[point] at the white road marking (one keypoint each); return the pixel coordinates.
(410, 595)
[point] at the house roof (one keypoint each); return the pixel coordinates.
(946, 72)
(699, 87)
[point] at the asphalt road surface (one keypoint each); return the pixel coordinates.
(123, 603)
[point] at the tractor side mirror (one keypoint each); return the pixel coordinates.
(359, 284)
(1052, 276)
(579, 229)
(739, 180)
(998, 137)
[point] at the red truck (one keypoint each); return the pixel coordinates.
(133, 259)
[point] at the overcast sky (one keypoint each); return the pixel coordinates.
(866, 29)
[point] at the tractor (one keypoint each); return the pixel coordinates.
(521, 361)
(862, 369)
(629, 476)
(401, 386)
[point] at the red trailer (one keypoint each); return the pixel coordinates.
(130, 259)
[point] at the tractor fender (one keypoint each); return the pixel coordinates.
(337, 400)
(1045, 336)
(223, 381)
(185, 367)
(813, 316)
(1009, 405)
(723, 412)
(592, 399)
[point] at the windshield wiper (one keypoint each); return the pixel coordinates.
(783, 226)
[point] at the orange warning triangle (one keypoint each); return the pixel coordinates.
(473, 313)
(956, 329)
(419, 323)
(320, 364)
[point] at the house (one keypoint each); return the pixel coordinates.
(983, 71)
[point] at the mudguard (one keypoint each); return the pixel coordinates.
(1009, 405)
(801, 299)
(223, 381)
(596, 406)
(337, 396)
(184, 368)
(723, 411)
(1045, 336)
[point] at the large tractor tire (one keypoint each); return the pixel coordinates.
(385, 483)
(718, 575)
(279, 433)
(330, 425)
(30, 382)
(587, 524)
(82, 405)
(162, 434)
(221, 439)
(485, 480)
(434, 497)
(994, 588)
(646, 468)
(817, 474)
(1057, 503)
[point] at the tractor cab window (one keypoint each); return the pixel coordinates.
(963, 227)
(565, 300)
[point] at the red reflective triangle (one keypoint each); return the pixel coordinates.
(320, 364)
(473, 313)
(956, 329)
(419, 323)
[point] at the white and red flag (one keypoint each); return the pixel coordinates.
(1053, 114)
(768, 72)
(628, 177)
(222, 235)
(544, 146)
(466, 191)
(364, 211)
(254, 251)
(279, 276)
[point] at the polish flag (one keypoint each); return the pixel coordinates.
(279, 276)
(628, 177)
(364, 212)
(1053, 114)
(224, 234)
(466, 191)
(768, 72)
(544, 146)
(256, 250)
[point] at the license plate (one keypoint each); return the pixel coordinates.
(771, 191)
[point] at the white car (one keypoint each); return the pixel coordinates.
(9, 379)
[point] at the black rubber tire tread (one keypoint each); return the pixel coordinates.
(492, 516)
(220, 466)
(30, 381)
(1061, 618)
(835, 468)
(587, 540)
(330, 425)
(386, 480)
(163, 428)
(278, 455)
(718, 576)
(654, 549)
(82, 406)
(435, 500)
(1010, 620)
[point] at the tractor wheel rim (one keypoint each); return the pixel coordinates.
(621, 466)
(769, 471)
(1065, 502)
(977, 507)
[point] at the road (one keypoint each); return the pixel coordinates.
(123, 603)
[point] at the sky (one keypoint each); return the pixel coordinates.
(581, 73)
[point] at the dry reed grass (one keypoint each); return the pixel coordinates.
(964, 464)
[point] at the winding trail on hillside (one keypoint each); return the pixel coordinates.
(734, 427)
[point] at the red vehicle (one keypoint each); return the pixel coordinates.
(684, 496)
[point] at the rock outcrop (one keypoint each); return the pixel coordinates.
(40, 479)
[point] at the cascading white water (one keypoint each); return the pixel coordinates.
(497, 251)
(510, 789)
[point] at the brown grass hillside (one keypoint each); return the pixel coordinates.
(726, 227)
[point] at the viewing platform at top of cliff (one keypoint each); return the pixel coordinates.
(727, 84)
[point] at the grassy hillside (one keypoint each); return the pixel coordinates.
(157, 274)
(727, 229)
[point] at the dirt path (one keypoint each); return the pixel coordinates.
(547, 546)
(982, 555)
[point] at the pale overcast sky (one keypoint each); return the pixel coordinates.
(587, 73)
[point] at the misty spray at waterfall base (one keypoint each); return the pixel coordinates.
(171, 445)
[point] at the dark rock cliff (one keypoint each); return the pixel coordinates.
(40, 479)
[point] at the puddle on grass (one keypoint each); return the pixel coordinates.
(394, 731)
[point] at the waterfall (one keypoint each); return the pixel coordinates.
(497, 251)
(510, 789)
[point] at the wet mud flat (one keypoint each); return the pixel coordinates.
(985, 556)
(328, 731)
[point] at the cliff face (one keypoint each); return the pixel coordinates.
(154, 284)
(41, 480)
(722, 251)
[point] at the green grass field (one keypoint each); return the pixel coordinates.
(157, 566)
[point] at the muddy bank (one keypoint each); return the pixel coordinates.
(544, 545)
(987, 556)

◆ ◆ ◆

Goal: Render every line of the records above as a Markdown table with the columns Row and Text, omitting blank lines.

In response:
| Row | Text |
|---|---|
| 1 | [point] at the white road marking (one keypoint each); return the pixel coordinates. |
| 2 | (410, 595) |
| 3 | [point] at the house roof (one keypoint each); return the pixel coordinates. |
| 4 | (946, 72) |
| 5 | (699, 87) |
| 6 | [point] at the asphalt road surface (one keypoint each); return the pixel coordinates. |
| 7 | (123, 603) |
| 8 | [point] at the tractor side mirror (one keypoint each); return the pixel coordinates. |
| 9 | (359, 284) |
| 10 | (1052, 276) |
| 11 | (579, 229) |
| 12 | (739, 180) |
| 13 | (998, 137) |
| 14 | [point] at the red truck (one keypoint each); return the pixel coordinates. |
| 15 | (133, 259) |
| 16 | [point] at the overcast sky (one keypoint each); return the pixel coordinates. |
| 17 | (866, 29) |
| 18 | [point] at the tractor (one keypoint each); return the pixel coordinates. |
| 19 | (521, 361) |
| 20 | (862, 369) |
| 21 | (629, 476) |
| 22 | (401, 386) |
| 23 | [point] at the red trailer (one keypoint each); return the pixel coordinates. |
| 24 | (130, 259) |
| 25 | [point] at the tractor fender (one keypoint each); return the pixel coordinates. |
| 26 | (337, 400) |
| 27 | (1045, 336) |
| 28 | (223, 381) |
| 29 | (185, 367) |
| 30 | (813, 316) |
| 31 | (1009, 405) |
| 32 | (723, 412) |
| 33 | (592, 399) |
| 34 | [point] at the windshield wiper (one keypoint each); return the pixel coordinates. |
| 35 | (783, 226) |
| 36 | [point] at the orange warning triangle (one keypoint each); return the pixel coordinates. |
| 37 | (473, 313) |
| 38 | (956, 329) |
| 39 | (419, 323) |
| 40 | (320, 364) |
| 41 | [point] at the house (one keypoint each); return the pixel coordinates. |
| 42 | (983, 71) |
| 43 | [point] at the mudguard (one keypoint each); return the pixel coordinates. |
| 44 | (1009, 405) |
| 45 | (801, 299) |
| 46 | (223, 381) |
| 47 | (596, 406) |
| 48 | (337, 396) |
| 49 | (184, 368) |
| 50 | (723, 411) |
| 51 | (1045, 336) |
| 52 | [point] at the large tractor tire (one keypoint each); return the pixel coordinates. |
| 53 | (385, 483) |
| 54 | (718, 575) |
| 55 | (279, 433) |
| 56 | (330, 425) |
| 57 | (30, 382) |
| 58 | (587, 524) |
| 59 | (82, 405) |
| 60 | (162, 434) |
| 61 | (221, 439) |
| 62 | (485, 480) |
| 63 | (434, 497) |
| 64 | (994, 588) |
| 65 | (646, 468) |
| 66 | (817, 474) |
| 67 | (1057, 503) |
| 68 | [point] at the tractor cab window (one keypoint each); return the pixel coordinates. |
| 69 | (963, 227) |
| 70 | (565, 300) |
| 71 | [point] at the red reflective triangle (one keypoint each); return the pixel coordinates. |
| 72 | (320, 364) |
| 73 | (473, 313) |
| 74 | (956, 329) |
| 75 | (419, 323) |
| 76 | [point] at the white and red flag (one keypoint each); return the pixel coordinates. |
| 77 | (1053, 114) |
| 78 | (768, 72) |
| 79 | (628, 177) |
| 80 | (222, 235) |
| 81 | (544, 146) |
| 82 | (466, 191) |
| 83 | (364, 211) |
| 84 | (254, 251) |
| 85 | (279, 276) |
| 86 | [point] at the polish flag (one keypoint each); return the pixel coordinates. |
| 87 | (279, 276) |
| 88 | (628, 177) |
| 89 | (364, 212) |
| 90 | (1053, 114) |
| 91 | (224, 234) |
| 92 | (466, 191) |
| 93 | (768, 72) |
| 94 | (544, 146) |
| 95 | (256, 250) |
| 96 | [point] at the license plate (one keypoint each); return the pixel coordinates. |
| 97 | (771, 191) |
| 98 | [point] at the white car (one keypoint each); return the pixel coordinates. |
| 99 | (9, 379) |
| 100 | [point] at the black rubber tire tread (one keypoint each); return the pixel coordinates. |
| 101 | (492, 516) |
| 102 | (220, 466) |
| 103 | (30, 381) |
| 104 | (1061, 618) |
| 105 | (835, 468) |
| 106 | (587, 540) |
| 107 | (330, 425) |
| 108 | (386, 480) |
| 109 | (163, 428) |
| 110 | (278, 455) |
| 111 | (718, 576) |
| 112 | (654, 549) |
| 113 | (82, 406) |
| 114 | (435, 500) |
| 115 | (1010, 620) |
| 116 | [point] at the tractor wheel rim (one keypoint each); return the pixel coordinates. |
| 117 | (621, 466) |
| 118 | (769, 471) |
| 119 | (1065, 502) |
| 120 | (977, 507) |
| 121 | [point] at the road (one keypoint each); return the pixel coordinates. |
| 122 | (123, 603) |
| 123 | [point] at the sky (one keypoint each); return the pixel coordinates. |
| 124 | (581, 73) |
| 125 | [point] at the dry reed grass (one keypoint each); return the pixel coordinates. |
| 126 | (964, 464) |
| 127 | [point] at the winding trail on hillside (one keypoint each); return the pixel coordinates. |
| 128 | (734, 427) |
| 129 | [point] at the red vehicle (one keypoint each); return the pixel coordinates. |
| 130 | (684, 496) |
| 131 | [point] at the rock outcrop (one keypoint each); return the pixel coordinates. |
| 132 | (40, 479) |
| 133 | [point] at the cascading white water (one keypoint each); return the pixel coordinates. |
| 134 | (497, 251) |
| 135 | (510, 789) |
| 136 | [point] at the brown grass hillside (one keypoint each); return the pixel coordinates. |
| 137 | (726, 227) |
| 138 | [point] at the viewing platform at top of cliff (one keypoint each); return the pixel coordinates. |
| 139 | (727, 84) |
| 140 | [point] at the grassy hillside (one keypoint each); return the pixel coordinates. |
| 141 | (157, 274) |
| 142 | (727, 229) |
| 143 | [point] at the dirt path (one keypoint each); return the pixel coordinates. |
| 144 | (547, 546) |
| 145 | (982, 555) |
| 146 | [point] at the pale overcast sky (one keypoint each); return the pixel coordinates. |
| 147 | (587, 73) |
| 148 | [point] at the misty spray at waterfall base (one keypoint each); return the pixel coordinates. |
| 149 | (171, 445) |
| 150 | [point] at the dark rock cliff (one keypoint each); return the pixel coordinates. |
| 151 | (40, 479) |
| 152 | [point] at the puddle on grass (one keypoint each); return the pixel coordinates. |
| 153 | (394, 731) |
| 154 | [point] at the waterfall (one keypoint each); return the pixel coordinates. |
| 155 | (497, 251) |
| 156 | (510, 789) |
| 157 | [point] at the wet mud flat (one keypoint each); return the pixel coordinates. |
| 158 | (985, 556) |
| 159 | (328, 731) |
| 160 | [point] at the cliff face (one keypoint each); return the pixel coordinates. |
| 161 | (154, 284) |
| 162 | (41, 480) |
| 163 | (722, 251) |
| 164 | [point] at the green grass field (one keypoint each); return the pixel coordinates. |
| 165 | (157, 566) |
| 166 | [point] at the muddy bank (one keypoint each); return the pixel coordinates. |
| 167 | (544, 545) |
| 168 | (987, 556) |